Records of labeled points:
* * * * *
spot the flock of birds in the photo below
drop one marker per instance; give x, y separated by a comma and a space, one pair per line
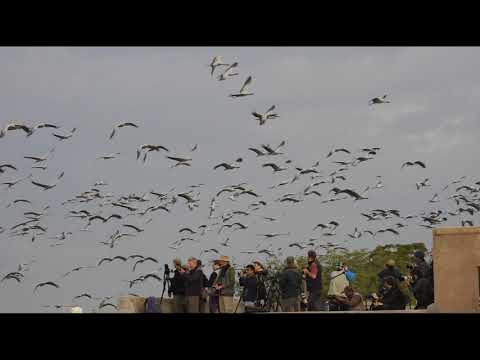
131, 213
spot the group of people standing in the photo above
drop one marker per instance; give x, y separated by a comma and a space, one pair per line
298, 290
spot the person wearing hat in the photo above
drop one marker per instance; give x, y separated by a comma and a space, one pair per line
248, 280
351, 301
290, 283
261, 274
225, 284
177, 287
194, 285
389, 270
421, 282
313, 276
338, 283
212, 292
420, 263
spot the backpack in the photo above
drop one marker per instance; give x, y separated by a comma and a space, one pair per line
261, 291
151, 305
351, 276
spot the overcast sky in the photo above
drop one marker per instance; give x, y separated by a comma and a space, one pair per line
321, 96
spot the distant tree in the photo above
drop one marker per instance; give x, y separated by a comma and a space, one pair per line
365, 263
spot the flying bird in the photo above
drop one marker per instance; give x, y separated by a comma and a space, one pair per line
263, 117
274, 166
142, 261
379, 100
242, 91
137, 229
228, 72
65, 137
50, 283
337, 150
119, 126
410, 163
216, 62
6, 166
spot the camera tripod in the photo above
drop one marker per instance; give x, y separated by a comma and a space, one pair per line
166, 282
272, 301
* * * * *
Task: Please write out all of the entries above again, including each request line, but shift every x and y coordinate in the answers up by 141. Leave the picture placeholders out of your reply.

The response:
spot the flock of birds in the photo below
drop one marker per instance; give x, y separated by a comma and a space, one pair per line
272, 354
spot the group of people standing in the photo above
drop one marker per instance; give x, y separated by a comma and a space, one pair per line
439, 431
spot the person wearing hat in the photo above
drop one marker per instance; give x, y separated by a comma and a space, one pair per line
389, 421
492, 442
431, 424
402, 415
366, 425
318, 428
335, 426
530, 411
562, 423
454, 417
479, 424
353, 433
561, 404
spot the backpack in the photo above
drop one marker per instance; give x, y separated by a comma and a space, one pair per line
402, 432
292, 446
492, 417
spot the overcast sky in the photo above
drop one marker per instance; give x, y separated by a comma and a space, one pair per line
462, 237
spot the distant tree in the photo above
drop one marker per instance; give x, y separated by a comma and a space, one pair per line
506, 404
spot the flying bird in the photo above
drop one marker per instance; give x, y separated by a comma and a space, one pair per line
404, 258
415, 307
283, 402
520, 241
383, 232
278, 370
369, 213
206, 278
191, 424
478, 291
260, 267
551, 304
357, 203
147, 307
spot the camera tripod in the photo above
drop one marker per instance; give x, y separated by a comma and a space, one pair per line
307, 423
413, 442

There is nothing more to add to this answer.